* REQUIREMENT *
From the entries, copy every line that carries the string "stem".

* SOURCE DATA *
=== Section Start ===
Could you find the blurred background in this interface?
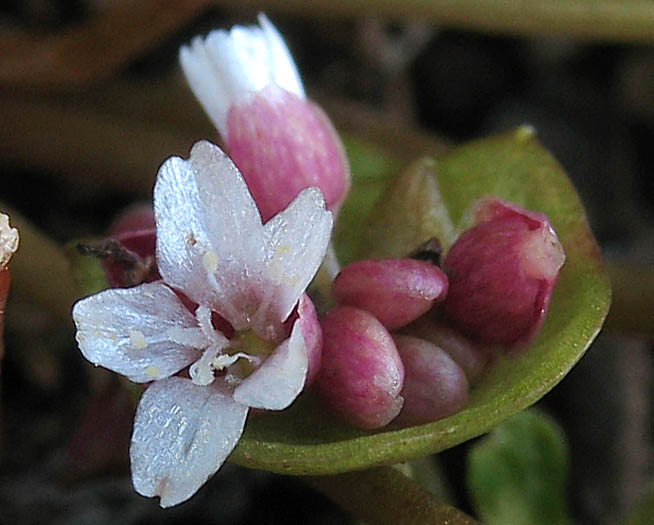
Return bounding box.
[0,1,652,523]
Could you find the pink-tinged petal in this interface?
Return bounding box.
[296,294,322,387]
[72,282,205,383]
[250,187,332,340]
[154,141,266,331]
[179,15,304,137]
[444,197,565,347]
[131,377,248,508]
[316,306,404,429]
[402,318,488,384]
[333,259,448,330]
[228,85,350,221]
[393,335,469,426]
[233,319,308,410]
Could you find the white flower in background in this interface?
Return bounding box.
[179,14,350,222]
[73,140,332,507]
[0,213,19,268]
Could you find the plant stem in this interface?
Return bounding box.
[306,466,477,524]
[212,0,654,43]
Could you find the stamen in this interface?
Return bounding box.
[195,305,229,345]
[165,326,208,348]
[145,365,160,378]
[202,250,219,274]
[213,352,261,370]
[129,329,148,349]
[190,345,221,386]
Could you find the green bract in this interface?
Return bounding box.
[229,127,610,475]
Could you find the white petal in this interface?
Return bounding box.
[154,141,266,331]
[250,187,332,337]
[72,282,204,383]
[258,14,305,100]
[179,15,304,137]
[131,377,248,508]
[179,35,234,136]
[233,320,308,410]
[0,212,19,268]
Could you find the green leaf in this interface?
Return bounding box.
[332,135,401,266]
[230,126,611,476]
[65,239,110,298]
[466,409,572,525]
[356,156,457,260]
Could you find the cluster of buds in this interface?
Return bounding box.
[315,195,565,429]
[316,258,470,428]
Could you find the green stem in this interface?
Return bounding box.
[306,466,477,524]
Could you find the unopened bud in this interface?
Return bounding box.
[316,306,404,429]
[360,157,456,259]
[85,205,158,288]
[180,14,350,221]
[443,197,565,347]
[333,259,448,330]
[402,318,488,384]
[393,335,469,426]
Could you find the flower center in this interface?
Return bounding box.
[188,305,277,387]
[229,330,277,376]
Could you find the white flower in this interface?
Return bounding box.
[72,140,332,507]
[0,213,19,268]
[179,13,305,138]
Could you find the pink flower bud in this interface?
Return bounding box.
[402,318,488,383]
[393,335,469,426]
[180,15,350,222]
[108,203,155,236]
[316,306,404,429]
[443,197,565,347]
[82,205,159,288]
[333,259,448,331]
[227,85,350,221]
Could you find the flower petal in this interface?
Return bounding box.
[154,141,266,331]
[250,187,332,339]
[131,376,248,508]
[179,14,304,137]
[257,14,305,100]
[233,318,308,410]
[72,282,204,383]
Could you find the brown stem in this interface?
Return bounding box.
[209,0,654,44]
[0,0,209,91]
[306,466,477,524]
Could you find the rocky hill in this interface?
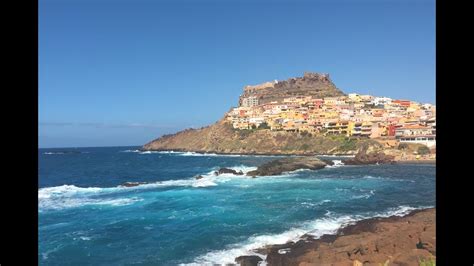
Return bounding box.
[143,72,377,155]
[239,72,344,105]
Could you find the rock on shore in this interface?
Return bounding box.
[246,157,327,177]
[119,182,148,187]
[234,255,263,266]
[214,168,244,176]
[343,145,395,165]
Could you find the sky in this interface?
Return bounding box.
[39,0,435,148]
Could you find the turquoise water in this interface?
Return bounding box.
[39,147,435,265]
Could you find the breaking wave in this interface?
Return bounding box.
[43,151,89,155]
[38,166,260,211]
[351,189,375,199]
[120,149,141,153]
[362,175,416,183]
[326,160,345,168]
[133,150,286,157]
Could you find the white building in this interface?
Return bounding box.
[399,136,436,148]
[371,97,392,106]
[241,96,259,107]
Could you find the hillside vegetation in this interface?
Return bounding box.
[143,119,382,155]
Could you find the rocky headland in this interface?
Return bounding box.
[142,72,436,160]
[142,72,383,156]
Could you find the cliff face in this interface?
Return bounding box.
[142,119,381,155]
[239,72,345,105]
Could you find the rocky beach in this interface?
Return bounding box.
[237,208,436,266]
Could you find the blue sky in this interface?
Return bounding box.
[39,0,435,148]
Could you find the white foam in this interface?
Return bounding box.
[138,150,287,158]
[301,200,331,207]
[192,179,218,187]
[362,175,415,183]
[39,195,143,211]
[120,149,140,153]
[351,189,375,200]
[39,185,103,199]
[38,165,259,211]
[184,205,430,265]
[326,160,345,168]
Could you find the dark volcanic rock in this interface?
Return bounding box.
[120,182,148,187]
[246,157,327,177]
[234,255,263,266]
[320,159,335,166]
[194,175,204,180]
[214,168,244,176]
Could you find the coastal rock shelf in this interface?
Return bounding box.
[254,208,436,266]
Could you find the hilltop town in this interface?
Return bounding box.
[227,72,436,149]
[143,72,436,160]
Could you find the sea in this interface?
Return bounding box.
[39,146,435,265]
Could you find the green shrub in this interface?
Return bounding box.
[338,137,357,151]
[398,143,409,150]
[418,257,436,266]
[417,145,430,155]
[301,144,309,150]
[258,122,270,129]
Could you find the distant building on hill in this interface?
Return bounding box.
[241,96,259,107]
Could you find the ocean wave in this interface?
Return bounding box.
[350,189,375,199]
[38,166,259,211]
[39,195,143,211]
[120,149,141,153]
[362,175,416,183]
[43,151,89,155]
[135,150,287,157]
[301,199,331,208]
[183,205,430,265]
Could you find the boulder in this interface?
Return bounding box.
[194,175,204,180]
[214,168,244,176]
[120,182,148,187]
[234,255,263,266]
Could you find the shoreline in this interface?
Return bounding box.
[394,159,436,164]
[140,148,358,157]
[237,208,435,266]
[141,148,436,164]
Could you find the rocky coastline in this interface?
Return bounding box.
=== Section End ===
* FINAL ANSWER *
Could you find the plant stem in this interface?
Could you find the green stem in this interface?
Could you find the brown stem in this interface?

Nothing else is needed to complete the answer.